### AUFGABE
Sammle aus den folgenden Einträgen jede Zeile, die das Wort „white“ enthält, und gib sie unverändert wieder. Achte dabei auf Groß- und Kleinschreibung.

### DATENSÄTZE
--------------------------------------------------
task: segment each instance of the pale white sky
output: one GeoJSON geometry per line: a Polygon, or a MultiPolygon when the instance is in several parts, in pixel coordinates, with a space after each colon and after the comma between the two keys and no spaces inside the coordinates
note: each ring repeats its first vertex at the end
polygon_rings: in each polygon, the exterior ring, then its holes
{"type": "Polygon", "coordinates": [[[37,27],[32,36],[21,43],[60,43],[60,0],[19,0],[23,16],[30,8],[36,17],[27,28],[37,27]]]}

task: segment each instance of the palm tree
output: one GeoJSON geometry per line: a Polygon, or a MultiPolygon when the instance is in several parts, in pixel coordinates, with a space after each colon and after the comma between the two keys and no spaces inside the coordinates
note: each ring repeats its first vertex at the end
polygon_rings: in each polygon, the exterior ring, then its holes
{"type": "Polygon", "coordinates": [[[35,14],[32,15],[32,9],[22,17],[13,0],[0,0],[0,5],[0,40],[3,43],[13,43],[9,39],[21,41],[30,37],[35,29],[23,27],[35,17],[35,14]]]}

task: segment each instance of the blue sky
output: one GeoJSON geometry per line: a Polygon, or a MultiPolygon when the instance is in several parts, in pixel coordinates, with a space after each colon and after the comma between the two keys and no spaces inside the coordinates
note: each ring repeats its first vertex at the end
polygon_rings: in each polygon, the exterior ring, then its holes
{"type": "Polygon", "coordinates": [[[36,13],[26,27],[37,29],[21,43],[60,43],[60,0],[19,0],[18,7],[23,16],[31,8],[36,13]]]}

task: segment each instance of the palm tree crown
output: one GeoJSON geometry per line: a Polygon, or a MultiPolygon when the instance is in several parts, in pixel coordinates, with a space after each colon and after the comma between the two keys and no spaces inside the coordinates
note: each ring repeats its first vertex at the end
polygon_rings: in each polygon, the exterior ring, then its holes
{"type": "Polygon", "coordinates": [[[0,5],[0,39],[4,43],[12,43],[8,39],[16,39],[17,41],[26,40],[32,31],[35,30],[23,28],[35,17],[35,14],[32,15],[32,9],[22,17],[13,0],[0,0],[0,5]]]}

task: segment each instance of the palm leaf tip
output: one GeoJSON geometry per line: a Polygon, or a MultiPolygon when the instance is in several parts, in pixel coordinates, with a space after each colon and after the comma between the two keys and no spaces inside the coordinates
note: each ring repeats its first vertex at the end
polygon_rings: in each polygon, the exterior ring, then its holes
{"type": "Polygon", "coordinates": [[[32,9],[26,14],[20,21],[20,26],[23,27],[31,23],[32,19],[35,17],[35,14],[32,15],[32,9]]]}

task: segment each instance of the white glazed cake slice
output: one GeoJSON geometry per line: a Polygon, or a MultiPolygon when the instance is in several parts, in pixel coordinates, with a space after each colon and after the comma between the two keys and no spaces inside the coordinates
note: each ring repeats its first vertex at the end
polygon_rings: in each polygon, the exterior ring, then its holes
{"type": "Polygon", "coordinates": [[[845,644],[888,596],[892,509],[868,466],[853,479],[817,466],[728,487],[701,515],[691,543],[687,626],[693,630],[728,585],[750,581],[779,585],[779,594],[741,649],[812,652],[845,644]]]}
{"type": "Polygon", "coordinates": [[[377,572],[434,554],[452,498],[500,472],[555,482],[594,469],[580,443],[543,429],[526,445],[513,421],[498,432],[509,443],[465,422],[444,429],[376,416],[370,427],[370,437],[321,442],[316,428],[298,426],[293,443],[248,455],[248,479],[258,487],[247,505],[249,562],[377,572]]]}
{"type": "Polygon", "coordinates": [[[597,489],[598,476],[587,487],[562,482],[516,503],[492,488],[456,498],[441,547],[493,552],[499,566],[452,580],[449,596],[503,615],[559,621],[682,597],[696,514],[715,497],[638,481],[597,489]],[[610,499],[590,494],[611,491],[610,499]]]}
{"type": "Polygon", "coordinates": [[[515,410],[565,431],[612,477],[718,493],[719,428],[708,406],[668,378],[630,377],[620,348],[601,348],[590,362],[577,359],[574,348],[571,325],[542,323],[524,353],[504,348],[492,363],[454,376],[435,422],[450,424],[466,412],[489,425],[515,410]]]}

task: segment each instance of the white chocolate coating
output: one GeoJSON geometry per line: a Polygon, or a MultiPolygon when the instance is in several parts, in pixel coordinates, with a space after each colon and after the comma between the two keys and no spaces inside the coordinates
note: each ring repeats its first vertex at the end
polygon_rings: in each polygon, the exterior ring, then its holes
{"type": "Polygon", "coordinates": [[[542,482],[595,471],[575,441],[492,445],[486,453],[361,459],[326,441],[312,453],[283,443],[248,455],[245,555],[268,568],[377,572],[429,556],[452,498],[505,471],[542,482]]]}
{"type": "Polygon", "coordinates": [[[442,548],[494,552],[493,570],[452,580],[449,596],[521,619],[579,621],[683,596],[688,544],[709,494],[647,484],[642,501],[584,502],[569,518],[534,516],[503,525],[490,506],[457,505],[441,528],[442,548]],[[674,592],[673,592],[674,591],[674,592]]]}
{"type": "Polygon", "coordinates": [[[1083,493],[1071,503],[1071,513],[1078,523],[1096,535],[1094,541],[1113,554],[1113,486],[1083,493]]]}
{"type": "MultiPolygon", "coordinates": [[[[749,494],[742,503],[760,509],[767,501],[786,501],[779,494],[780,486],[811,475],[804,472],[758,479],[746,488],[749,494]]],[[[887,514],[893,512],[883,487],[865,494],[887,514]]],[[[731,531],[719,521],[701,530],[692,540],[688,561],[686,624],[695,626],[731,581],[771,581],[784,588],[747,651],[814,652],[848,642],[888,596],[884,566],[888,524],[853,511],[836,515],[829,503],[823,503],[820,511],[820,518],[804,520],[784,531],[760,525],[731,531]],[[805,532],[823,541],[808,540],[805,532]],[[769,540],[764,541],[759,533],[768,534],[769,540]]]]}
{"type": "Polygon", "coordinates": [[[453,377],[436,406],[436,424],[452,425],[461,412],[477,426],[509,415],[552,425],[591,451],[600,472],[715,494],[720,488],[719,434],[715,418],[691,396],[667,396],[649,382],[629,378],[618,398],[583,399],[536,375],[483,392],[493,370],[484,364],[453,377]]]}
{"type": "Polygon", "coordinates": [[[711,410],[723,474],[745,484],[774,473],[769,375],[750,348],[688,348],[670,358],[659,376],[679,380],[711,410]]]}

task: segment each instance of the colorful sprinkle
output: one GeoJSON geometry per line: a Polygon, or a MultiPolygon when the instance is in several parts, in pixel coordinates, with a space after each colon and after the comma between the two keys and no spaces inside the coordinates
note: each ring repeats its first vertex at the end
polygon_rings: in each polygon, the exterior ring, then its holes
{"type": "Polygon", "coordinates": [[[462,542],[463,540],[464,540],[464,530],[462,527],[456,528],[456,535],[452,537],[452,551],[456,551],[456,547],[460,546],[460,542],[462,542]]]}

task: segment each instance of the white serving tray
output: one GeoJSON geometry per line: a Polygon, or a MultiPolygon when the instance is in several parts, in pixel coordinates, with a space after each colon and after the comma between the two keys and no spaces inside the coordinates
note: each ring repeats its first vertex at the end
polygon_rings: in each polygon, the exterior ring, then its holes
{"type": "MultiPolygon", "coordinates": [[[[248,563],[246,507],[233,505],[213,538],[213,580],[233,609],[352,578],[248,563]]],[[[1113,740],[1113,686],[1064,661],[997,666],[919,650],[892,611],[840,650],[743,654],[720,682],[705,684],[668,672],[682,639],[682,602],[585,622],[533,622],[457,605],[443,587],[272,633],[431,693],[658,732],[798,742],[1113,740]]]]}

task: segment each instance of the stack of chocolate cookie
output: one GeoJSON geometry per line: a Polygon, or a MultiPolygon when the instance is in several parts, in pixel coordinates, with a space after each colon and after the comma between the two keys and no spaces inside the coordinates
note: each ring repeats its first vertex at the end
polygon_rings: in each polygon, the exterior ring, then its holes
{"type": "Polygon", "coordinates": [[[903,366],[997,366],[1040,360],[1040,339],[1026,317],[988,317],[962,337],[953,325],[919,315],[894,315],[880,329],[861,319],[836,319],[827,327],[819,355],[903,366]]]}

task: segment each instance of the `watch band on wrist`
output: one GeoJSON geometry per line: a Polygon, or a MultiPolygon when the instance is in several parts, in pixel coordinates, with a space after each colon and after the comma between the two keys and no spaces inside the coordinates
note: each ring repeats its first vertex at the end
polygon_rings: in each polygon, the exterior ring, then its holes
--------------------------------------------------
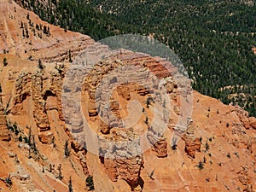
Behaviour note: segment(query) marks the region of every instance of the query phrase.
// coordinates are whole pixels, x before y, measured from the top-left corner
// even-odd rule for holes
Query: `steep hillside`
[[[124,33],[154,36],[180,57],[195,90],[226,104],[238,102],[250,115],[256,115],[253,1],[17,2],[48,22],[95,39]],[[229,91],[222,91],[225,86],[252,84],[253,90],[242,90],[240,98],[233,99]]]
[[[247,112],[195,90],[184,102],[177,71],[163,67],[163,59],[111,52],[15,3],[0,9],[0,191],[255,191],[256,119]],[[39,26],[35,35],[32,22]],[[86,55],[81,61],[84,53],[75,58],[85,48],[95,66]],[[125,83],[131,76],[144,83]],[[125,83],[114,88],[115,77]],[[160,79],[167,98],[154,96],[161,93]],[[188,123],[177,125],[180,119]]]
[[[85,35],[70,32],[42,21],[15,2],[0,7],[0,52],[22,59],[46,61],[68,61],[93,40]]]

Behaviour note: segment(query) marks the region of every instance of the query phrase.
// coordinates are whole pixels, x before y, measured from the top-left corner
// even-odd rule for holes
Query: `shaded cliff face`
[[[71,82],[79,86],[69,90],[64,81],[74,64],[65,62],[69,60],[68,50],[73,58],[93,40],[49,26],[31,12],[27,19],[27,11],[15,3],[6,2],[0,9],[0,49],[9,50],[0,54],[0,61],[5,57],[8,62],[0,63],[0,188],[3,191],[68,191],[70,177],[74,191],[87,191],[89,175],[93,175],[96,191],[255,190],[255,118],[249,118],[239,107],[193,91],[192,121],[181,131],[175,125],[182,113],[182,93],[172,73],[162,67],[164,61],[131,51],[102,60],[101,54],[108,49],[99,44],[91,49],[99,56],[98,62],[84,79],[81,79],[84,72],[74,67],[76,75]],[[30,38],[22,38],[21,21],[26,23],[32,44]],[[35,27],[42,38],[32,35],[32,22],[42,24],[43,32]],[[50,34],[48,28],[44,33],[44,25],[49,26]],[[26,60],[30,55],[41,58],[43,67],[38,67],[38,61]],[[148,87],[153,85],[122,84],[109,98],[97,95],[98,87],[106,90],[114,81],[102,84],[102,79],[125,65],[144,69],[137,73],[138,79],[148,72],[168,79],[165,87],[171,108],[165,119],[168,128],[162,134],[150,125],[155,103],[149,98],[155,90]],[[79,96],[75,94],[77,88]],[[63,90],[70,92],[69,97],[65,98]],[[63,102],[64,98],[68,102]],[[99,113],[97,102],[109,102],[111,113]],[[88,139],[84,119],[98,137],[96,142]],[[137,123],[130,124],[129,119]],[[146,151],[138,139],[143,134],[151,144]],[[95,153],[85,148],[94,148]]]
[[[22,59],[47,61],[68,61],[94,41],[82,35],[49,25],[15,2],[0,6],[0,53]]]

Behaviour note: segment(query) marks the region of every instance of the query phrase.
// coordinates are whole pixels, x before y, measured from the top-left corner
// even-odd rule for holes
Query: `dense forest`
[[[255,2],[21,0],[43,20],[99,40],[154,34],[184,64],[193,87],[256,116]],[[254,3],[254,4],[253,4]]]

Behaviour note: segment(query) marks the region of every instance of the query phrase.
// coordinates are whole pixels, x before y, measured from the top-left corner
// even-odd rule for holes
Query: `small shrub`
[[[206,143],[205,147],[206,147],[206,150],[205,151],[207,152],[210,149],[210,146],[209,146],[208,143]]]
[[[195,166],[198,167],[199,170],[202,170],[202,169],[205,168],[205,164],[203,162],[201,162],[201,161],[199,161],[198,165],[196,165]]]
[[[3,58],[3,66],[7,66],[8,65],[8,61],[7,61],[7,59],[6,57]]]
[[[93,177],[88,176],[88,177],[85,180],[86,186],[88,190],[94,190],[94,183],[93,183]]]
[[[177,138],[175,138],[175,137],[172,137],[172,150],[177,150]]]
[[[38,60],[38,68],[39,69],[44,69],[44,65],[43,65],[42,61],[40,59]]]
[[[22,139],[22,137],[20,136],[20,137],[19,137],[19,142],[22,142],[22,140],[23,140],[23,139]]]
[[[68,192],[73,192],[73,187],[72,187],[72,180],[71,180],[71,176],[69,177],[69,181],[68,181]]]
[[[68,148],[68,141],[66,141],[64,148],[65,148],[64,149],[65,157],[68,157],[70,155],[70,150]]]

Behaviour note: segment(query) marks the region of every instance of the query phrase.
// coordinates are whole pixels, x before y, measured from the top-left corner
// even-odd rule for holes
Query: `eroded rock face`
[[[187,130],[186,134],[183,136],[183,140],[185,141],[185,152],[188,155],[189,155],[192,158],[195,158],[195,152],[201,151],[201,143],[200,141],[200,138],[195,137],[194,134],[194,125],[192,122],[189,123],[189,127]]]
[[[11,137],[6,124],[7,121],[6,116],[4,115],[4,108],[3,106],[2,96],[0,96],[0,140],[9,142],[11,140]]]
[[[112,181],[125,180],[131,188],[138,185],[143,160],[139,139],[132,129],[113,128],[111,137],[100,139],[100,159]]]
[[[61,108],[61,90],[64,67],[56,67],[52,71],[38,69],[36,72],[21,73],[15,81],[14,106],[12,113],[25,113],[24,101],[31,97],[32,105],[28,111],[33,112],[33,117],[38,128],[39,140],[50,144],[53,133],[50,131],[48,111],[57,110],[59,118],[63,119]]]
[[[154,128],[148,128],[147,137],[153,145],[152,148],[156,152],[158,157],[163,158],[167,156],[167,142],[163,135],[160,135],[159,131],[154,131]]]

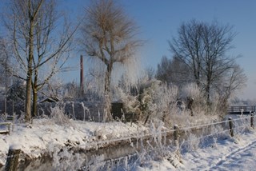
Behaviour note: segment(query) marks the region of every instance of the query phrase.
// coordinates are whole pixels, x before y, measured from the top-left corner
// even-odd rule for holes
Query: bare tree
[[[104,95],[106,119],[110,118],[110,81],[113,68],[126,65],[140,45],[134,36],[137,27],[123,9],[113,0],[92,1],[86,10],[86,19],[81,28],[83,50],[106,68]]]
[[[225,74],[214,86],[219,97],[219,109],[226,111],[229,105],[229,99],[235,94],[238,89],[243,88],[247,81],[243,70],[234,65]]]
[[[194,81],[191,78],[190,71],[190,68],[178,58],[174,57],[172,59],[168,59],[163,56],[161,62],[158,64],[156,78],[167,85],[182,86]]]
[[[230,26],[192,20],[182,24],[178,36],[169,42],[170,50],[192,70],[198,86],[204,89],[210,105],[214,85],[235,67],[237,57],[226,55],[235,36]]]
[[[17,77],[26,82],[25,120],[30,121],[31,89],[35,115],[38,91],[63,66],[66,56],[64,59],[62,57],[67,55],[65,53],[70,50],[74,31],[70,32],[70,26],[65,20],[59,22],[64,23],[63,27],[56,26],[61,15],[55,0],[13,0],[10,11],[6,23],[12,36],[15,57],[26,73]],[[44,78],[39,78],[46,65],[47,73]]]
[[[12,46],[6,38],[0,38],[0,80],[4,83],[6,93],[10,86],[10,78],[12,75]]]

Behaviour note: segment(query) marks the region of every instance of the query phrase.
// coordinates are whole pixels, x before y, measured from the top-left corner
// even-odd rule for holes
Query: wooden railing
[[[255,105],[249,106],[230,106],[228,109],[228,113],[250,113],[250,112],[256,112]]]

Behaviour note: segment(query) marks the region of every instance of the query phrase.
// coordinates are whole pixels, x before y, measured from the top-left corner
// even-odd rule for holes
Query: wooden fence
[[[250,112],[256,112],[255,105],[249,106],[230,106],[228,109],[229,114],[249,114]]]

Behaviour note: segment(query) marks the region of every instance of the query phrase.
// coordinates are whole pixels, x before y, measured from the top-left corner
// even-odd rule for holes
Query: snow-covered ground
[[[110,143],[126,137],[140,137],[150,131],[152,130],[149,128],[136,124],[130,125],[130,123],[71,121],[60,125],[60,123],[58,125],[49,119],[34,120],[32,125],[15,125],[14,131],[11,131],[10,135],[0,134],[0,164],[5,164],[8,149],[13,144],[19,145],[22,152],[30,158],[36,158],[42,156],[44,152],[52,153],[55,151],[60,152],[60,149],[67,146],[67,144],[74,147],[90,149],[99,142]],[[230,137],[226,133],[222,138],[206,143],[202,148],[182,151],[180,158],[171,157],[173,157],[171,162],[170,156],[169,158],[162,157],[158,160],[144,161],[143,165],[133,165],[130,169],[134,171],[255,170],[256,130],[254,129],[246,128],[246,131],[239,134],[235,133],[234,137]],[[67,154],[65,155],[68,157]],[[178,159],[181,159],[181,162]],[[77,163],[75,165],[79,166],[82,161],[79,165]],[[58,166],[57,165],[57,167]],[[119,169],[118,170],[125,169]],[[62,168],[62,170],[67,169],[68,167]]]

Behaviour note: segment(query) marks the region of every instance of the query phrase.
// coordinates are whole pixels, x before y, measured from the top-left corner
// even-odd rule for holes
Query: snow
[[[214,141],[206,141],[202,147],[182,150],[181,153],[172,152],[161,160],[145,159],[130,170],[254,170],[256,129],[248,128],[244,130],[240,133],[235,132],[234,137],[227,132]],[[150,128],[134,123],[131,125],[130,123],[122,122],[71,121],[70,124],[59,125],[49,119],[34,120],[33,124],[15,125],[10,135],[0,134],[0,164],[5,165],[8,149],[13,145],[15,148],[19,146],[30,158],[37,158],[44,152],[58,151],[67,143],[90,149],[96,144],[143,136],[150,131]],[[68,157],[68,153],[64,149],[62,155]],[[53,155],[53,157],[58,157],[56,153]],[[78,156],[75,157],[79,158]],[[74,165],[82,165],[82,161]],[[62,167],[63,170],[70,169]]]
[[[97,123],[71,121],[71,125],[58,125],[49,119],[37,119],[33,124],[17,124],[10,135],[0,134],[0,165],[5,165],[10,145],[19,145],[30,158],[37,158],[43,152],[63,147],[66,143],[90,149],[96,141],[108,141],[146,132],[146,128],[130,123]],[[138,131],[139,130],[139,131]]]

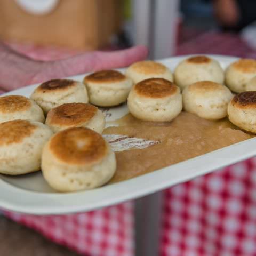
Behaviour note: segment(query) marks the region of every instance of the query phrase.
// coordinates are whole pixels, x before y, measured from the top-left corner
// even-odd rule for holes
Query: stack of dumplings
--------------------------------------------------
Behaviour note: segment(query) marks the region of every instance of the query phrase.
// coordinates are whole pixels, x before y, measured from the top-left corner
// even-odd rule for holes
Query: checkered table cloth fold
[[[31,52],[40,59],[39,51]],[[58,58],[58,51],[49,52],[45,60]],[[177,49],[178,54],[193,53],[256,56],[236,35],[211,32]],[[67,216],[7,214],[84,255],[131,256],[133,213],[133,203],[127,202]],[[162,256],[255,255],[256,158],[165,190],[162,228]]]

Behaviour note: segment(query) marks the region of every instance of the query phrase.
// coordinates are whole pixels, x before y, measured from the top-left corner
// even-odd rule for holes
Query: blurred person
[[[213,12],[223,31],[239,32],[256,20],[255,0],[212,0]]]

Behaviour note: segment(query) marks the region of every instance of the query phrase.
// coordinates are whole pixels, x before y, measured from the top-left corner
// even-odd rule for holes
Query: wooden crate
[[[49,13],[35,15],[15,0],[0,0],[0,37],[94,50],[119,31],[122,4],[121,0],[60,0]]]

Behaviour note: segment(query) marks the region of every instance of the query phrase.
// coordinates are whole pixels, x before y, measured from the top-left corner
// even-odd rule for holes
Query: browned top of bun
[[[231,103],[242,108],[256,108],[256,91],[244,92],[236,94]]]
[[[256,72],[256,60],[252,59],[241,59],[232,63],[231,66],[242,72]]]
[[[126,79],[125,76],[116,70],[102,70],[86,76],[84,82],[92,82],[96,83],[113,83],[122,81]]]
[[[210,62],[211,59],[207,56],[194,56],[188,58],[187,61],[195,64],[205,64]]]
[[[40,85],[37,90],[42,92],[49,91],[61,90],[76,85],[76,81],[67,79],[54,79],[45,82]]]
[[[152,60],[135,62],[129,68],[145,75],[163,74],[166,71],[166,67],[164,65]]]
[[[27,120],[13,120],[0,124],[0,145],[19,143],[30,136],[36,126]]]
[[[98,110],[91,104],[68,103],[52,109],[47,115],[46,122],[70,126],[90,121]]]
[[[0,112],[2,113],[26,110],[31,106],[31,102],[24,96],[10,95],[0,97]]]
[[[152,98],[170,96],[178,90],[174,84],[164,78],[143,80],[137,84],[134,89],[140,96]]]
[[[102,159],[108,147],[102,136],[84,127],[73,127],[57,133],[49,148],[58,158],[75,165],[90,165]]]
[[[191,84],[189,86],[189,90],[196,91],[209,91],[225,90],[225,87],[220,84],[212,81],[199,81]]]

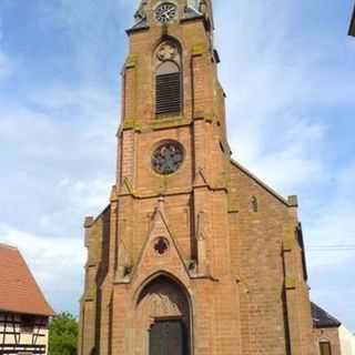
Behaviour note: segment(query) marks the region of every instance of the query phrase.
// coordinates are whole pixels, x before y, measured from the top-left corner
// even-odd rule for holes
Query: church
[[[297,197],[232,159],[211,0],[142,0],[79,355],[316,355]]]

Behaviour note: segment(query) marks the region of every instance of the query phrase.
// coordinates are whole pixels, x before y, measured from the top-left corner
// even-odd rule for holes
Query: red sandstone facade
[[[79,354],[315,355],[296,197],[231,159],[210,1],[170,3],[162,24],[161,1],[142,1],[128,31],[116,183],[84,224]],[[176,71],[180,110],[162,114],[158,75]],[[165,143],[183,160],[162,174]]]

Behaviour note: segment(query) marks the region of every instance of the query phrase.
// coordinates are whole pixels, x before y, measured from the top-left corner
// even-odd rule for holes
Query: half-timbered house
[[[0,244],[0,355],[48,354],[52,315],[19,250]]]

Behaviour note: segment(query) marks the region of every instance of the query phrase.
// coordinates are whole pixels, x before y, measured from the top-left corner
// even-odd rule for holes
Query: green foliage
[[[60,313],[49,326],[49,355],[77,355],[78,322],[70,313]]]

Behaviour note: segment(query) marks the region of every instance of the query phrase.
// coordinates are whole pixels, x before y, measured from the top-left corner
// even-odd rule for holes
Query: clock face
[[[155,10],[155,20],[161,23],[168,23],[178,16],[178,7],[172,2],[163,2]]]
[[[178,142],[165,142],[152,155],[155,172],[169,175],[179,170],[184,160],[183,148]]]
--------------------------------------------------
### ANTWORT
task: segment each instance of the pale white sky
task: segment each instance of the white glazed cake slice
task: segment each instance of the white chocolate coating
task: segment each instance of the white serving tray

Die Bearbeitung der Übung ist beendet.